* Goal of the exercise *
From the line with "point: distant mountain" onward, reproduce each line of the entries exactly, ending at the last one, and add nothing.

==== Data supplied

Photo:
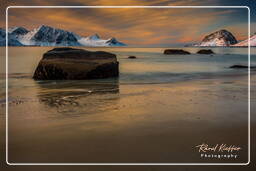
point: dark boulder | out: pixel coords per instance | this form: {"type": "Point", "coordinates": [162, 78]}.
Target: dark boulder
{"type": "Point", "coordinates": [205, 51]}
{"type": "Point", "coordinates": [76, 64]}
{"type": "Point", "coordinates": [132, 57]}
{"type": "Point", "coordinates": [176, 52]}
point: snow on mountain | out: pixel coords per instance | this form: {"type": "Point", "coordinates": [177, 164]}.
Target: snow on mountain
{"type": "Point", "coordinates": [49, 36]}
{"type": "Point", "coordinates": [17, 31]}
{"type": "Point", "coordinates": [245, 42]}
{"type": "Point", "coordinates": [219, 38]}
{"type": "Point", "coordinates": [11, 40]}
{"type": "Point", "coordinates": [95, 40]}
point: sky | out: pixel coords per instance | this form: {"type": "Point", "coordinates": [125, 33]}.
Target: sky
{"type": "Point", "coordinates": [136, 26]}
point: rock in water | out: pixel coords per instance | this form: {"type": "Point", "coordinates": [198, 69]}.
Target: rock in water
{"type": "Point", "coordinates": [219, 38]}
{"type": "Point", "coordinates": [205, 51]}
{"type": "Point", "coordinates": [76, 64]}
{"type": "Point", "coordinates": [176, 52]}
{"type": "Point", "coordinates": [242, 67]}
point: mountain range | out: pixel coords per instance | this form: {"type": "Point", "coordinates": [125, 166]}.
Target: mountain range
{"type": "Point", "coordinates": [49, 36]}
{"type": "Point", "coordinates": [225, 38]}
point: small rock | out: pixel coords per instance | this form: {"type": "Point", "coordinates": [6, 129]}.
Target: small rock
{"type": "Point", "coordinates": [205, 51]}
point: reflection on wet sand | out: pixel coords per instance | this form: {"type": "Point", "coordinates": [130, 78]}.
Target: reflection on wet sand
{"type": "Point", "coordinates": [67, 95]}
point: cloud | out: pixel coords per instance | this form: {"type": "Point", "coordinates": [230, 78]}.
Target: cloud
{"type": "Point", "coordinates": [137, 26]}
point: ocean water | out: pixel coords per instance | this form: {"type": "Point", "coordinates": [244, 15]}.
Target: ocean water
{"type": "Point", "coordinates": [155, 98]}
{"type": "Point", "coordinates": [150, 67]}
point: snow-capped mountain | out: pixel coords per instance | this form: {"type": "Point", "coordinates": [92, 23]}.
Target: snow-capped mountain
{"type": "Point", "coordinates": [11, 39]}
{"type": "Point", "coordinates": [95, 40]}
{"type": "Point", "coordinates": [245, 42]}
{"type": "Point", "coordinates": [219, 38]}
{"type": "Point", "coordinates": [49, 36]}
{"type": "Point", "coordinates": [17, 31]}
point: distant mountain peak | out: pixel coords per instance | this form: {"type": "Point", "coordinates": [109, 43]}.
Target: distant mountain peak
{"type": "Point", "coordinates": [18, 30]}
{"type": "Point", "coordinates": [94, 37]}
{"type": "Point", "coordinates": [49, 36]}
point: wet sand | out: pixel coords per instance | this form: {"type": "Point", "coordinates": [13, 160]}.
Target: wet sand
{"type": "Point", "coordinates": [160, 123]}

========

* Answer to this problem *
point: distant mountain peak | out: pixel coords per instance | this form: {"type": "Point", "coordinates": [109, 43]}.
Target: distant mountain peak
{"type": "Point", "coordinates": [18, 30]}
{"type": "Point", "coordinates": [94, 37]}
{"type": "Point", "coordinates": [49, 36]}
point: wet sand | out: pixel coords per instance | this form: {"type": "Point", "coordinates": [13, 160]}.
Target: wet sand
{"type": "Point", "coordinates": [160, 123]}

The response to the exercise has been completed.